#### GIVEN INSTRUCTION
How many lines of the records below contain the string "rock"? Give only the number.

____ GIVEN RECORDS

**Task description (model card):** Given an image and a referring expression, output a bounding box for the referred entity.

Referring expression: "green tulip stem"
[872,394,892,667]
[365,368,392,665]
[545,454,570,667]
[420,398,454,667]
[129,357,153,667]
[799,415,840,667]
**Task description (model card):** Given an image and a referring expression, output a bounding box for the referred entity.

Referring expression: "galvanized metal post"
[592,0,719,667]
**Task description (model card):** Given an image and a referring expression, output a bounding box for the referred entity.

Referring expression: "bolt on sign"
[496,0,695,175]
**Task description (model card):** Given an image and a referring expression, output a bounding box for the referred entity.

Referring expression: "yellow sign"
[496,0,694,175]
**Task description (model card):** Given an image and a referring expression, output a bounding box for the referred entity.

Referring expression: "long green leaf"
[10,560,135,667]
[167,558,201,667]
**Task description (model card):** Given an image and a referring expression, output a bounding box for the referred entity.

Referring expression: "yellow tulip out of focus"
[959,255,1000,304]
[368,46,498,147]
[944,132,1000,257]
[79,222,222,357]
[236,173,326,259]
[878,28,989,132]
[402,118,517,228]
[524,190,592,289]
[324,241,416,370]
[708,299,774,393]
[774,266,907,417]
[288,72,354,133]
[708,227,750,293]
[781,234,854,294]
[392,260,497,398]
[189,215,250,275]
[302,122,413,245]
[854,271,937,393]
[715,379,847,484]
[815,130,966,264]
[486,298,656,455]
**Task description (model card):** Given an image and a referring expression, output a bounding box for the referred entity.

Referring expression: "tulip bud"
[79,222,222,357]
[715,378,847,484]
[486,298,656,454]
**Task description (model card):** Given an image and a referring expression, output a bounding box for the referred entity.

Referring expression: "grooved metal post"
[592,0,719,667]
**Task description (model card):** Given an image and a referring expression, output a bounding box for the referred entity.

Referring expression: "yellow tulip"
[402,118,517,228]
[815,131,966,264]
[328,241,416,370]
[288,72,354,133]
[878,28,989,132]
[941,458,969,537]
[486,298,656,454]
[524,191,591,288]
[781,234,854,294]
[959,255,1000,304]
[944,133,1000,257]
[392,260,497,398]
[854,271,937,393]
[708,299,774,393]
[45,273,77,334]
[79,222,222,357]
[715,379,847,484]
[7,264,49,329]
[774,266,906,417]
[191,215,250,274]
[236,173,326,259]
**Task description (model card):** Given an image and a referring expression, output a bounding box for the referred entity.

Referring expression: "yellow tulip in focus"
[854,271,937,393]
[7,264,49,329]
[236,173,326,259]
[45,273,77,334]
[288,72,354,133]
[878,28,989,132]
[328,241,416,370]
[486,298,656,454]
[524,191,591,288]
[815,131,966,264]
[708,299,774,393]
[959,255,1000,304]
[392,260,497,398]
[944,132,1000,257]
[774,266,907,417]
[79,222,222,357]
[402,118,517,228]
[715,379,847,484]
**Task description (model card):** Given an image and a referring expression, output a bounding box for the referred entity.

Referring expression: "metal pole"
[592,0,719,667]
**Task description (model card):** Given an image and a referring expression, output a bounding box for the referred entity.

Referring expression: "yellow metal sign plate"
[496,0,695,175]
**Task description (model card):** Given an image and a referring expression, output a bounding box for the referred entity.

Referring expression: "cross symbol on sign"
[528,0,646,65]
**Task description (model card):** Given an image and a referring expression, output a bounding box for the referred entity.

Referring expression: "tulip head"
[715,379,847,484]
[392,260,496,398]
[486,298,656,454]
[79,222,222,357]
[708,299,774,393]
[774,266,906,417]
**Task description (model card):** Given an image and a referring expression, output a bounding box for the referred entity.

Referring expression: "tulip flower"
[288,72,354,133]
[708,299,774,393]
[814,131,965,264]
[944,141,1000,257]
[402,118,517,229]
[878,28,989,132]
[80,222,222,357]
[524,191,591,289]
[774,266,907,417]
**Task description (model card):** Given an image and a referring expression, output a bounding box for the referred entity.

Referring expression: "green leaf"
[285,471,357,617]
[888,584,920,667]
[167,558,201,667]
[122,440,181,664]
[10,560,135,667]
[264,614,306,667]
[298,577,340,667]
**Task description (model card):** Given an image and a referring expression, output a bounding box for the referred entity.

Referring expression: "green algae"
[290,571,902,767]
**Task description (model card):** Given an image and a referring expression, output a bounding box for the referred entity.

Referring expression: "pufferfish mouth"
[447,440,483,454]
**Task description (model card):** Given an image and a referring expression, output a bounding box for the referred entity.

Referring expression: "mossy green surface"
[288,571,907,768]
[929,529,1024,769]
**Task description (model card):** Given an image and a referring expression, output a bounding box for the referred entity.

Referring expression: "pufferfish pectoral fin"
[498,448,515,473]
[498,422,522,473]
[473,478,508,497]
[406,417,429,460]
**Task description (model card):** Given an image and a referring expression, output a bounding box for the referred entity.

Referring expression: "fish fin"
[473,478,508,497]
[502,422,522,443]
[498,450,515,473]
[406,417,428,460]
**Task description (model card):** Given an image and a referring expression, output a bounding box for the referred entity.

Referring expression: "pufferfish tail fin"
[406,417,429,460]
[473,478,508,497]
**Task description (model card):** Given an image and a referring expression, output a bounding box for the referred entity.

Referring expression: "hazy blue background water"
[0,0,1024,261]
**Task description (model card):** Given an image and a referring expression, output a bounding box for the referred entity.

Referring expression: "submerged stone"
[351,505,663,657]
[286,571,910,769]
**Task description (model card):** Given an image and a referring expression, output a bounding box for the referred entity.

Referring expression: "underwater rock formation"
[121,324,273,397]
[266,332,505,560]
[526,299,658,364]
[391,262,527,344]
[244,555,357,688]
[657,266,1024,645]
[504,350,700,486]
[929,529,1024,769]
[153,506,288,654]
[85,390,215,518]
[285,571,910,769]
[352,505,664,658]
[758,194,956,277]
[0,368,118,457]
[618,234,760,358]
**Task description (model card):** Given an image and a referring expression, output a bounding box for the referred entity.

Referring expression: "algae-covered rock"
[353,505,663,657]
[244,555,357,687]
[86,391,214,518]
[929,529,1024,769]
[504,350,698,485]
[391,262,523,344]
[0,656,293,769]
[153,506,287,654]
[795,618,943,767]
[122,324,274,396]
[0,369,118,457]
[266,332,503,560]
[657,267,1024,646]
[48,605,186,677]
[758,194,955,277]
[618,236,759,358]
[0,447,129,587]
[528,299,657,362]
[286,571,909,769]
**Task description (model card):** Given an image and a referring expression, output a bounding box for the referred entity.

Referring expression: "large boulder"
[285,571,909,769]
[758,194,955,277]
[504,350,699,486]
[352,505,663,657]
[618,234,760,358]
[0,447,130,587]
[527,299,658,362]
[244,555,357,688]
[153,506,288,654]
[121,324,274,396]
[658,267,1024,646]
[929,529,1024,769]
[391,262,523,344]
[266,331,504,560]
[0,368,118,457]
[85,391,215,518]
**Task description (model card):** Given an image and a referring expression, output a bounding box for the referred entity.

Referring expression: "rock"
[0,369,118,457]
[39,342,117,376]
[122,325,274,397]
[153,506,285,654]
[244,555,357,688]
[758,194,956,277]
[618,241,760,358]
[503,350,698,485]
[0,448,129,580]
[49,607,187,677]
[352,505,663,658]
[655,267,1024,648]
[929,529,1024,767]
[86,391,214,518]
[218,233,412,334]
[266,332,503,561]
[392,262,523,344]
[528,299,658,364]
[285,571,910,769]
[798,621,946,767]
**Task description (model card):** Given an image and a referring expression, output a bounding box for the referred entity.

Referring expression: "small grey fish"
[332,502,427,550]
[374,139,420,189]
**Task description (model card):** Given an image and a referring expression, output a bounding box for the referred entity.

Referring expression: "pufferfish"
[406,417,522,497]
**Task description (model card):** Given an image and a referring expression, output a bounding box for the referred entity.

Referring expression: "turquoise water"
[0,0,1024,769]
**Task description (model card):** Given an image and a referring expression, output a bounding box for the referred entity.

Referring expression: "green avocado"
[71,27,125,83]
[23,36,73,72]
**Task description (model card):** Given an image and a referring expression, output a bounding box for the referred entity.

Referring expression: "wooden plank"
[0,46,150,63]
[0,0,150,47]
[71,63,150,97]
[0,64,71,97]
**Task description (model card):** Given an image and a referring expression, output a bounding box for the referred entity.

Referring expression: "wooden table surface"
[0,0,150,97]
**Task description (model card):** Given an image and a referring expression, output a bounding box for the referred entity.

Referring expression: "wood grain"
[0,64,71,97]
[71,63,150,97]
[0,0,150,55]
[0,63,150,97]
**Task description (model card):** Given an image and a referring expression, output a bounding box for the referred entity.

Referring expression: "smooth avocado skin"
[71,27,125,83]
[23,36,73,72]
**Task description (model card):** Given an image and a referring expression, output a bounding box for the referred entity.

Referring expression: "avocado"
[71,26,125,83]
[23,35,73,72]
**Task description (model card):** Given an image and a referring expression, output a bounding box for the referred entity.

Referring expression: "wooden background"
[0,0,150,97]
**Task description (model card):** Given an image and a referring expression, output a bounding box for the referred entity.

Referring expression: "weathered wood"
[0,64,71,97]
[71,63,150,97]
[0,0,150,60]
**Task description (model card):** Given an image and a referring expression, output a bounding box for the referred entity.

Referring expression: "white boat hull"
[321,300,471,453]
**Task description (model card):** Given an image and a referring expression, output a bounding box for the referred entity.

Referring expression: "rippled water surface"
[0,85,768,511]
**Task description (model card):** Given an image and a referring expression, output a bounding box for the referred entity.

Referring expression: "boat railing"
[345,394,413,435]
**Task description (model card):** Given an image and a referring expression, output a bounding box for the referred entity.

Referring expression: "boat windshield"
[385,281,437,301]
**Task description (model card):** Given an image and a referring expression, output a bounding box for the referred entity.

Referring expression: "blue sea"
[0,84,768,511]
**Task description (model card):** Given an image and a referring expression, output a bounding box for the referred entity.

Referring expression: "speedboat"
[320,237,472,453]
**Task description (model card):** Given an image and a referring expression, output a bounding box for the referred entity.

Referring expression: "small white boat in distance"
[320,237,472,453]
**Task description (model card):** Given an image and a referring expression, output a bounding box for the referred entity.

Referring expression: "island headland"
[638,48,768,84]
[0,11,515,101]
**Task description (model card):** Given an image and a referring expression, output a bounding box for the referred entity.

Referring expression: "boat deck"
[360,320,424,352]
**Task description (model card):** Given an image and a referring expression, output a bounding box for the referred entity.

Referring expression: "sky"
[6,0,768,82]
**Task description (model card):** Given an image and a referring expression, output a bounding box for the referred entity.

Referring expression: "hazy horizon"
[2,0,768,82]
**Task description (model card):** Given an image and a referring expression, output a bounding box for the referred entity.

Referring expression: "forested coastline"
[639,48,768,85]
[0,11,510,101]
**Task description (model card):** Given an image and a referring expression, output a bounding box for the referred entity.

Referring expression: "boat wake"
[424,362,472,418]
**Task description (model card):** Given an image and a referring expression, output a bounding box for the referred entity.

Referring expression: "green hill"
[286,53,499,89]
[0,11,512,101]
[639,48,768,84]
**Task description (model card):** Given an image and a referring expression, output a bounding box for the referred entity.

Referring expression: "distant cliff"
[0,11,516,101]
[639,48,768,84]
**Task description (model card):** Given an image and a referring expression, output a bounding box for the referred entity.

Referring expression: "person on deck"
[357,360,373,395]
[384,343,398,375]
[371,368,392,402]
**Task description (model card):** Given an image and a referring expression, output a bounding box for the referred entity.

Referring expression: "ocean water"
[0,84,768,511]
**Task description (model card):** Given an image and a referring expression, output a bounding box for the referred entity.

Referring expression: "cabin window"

________

#### THE OUTPUT
3